» **Written instruction**
Write out, character for character, the lines of the material below from the line containing "Find the jersey" through the line containing "<point>740,40</point>", both of those lines included.
—————
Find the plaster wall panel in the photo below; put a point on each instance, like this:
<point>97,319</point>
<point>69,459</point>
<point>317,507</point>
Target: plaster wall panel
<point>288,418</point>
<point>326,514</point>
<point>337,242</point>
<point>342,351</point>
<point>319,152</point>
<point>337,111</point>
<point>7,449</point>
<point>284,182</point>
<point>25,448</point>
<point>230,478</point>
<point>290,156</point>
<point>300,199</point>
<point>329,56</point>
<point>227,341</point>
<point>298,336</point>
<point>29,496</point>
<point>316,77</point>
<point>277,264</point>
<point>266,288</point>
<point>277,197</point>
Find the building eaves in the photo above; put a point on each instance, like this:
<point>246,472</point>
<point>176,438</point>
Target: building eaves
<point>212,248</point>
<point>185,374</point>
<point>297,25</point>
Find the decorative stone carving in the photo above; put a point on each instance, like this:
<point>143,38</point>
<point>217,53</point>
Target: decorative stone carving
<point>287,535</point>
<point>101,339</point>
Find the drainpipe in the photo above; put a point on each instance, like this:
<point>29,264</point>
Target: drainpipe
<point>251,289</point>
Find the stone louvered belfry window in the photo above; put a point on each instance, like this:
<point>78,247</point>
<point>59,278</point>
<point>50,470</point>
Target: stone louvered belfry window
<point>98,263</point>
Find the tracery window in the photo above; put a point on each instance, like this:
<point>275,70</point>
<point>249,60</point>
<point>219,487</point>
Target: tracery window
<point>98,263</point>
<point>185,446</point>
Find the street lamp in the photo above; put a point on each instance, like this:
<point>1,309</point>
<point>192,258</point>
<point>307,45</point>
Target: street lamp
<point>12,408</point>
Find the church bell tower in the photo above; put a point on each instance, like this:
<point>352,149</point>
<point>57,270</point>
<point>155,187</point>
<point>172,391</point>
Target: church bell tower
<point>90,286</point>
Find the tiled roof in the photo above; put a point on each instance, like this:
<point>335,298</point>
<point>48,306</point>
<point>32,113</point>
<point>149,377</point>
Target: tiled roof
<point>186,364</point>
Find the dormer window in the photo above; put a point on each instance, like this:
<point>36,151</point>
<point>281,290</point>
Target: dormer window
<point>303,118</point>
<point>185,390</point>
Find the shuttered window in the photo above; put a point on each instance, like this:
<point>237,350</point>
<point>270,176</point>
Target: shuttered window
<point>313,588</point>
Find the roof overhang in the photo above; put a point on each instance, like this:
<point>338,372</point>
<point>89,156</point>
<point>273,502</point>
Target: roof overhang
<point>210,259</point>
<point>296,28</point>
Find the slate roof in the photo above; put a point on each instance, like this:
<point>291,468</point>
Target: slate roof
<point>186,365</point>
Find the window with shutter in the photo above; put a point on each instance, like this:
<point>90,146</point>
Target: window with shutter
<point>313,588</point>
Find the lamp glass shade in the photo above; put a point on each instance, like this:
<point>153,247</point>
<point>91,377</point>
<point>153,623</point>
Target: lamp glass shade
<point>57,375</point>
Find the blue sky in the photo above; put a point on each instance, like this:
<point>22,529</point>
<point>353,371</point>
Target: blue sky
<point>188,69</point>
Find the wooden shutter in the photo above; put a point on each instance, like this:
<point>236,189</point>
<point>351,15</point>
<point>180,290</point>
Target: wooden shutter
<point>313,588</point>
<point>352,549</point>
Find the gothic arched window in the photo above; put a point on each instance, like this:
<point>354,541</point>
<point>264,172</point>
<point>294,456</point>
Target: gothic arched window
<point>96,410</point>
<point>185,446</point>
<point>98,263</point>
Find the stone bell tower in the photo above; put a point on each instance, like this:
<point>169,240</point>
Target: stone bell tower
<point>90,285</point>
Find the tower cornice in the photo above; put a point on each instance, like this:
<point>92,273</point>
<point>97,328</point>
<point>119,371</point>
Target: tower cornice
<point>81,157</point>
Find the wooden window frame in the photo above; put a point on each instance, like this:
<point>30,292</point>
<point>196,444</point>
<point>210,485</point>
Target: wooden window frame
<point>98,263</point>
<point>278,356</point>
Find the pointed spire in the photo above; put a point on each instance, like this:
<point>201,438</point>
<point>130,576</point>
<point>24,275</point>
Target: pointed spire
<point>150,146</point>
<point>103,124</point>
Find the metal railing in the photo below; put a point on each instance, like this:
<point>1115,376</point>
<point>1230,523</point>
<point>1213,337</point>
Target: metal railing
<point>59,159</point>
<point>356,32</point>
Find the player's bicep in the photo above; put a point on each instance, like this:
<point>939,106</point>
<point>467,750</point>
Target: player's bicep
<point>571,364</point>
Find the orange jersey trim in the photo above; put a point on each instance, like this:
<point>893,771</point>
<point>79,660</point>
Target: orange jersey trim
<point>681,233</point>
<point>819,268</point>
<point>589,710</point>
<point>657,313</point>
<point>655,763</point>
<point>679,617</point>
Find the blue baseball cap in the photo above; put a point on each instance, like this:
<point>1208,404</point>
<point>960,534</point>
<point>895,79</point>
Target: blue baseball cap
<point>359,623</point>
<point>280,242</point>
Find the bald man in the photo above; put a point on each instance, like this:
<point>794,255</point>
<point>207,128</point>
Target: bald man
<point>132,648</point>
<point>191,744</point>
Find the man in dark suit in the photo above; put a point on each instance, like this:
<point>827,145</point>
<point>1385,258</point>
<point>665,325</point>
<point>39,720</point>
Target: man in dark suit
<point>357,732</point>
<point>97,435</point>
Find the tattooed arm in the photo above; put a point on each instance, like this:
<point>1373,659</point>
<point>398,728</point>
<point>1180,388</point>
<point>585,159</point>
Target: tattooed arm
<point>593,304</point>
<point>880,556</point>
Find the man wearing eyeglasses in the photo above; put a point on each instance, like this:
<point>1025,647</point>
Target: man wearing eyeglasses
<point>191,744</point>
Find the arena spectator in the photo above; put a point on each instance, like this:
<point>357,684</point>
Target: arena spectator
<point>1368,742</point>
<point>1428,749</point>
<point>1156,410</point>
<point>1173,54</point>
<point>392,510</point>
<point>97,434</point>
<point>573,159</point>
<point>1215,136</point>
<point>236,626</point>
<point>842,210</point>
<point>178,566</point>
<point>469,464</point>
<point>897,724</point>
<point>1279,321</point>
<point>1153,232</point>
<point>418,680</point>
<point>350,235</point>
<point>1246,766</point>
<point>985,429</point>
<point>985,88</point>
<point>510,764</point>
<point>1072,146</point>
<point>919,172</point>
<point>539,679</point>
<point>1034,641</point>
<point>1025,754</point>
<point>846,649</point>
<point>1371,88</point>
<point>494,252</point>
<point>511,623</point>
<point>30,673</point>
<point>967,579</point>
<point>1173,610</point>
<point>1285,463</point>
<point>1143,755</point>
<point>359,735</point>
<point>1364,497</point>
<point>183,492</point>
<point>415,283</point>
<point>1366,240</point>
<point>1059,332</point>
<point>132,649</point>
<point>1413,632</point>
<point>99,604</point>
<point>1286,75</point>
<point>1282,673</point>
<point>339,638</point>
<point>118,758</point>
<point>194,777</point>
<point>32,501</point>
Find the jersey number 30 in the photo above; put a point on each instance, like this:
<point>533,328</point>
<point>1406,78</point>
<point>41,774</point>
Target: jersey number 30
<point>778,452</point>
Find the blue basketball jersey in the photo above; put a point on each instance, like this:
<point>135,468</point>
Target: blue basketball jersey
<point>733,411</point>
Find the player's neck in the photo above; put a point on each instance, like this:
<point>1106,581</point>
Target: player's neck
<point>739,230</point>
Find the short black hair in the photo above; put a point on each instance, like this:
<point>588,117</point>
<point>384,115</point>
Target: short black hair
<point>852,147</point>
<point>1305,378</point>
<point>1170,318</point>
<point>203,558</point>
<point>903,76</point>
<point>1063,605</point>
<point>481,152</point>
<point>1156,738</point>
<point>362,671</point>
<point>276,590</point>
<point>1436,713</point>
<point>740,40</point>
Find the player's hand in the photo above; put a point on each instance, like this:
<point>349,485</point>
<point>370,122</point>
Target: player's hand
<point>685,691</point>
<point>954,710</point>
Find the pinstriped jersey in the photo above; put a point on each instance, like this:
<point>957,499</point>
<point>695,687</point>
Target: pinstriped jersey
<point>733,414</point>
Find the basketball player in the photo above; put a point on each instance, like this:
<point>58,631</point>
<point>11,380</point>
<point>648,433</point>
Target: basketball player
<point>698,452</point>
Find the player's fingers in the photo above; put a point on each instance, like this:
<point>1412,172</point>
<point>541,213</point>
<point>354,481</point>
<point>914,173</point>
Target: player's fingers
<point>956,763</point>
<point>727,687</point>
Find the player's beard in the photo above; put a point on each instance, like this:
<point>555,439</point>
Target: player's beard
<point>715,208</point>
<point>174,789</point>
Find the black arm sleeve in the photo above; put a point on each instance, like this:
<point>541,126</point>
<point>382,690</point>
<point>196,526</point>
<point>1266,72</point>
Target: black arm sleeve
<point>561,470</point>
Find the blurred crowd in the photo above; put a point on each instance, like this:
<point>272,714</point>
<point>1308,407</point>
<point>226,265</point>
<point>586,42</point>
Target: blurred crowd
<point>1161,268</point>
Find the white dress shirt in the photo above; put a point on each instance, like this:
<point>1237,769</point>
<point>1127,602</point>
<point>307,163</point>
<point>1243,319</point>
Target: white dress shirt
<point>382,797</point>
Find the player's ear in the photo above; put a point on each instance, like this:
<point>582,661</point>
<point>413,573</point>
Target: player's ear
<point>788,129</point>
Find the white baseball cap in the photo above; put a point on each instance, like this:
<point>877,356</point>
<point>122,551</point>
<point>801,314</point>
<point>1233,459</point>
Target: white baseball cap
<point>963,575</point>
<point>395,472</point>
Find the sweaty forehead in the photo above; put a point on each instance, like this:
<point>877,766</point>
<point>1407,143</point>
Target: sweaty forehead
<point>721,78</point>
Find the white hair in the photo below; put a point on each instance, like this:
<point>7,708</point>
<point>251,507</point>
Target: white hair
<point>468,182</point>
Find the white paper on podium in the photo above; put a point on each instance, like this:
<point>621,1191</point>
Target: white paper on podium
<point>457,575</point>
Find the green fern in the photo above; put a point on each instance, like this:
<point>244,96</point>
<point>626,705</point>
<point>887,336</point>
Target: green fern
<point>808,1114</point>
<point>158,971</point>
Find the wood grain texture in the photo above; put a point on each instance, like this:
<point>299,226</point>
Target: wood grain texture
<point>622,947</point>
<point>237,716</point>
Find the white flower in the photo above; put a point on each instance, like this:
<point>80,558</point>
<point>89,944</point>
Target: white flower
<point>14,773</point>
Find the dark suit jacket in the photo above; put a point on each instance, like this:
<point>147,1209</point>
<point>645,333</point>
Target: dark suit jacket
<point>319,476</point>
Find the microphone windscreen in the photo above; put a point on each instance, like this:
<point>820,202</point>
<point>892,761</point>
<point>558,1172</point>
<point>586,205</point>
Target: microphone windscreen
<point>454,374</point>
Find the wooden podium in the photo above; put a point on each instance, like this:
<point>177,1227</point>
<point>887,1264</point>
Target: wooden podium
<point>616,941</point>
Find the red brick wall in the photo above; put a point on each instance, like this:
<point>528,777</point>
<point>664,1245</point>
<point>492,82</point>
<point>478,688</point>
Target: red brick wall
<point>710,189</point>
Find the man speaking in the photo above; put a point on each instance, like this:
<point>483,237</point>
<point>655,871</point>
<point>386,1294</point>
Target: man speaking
—————
» **Right answer**
Find the jersey number 30 in the photo above; put a point on each instance, like this:
<point>533,328</point>
<point>1406,78</point>
<point>41,774</point>
Target: jersey number 30
<point>778,452</point>
Find the blue basketball jersey in the photo above; put a point on each instance, like this:
<point>135,468</point>
Target: blue basketball jersey
<point>733,411</point>
Find the player's neck in the photo above; put a point on each instance, like this:
<point>1106,581</point>
Target: player's neck
<point>739,230</point>
Find the short black hair in the photo above; put a point on each instance, like this:
<point>588,117</point>
<point>384,115</point>
Target: short black hair
<point>852,147</point>
<point>1305,378</point>
<point>1170,318</point>
<point>203,558</point>
<point>903,76</point>
<point>1063,605</point>
<point>481,152</point>
<point>1156,738</point>
<point>362,671</point>
<point>276,590</point>
<point>1436,713</point>
<point>740,40</point>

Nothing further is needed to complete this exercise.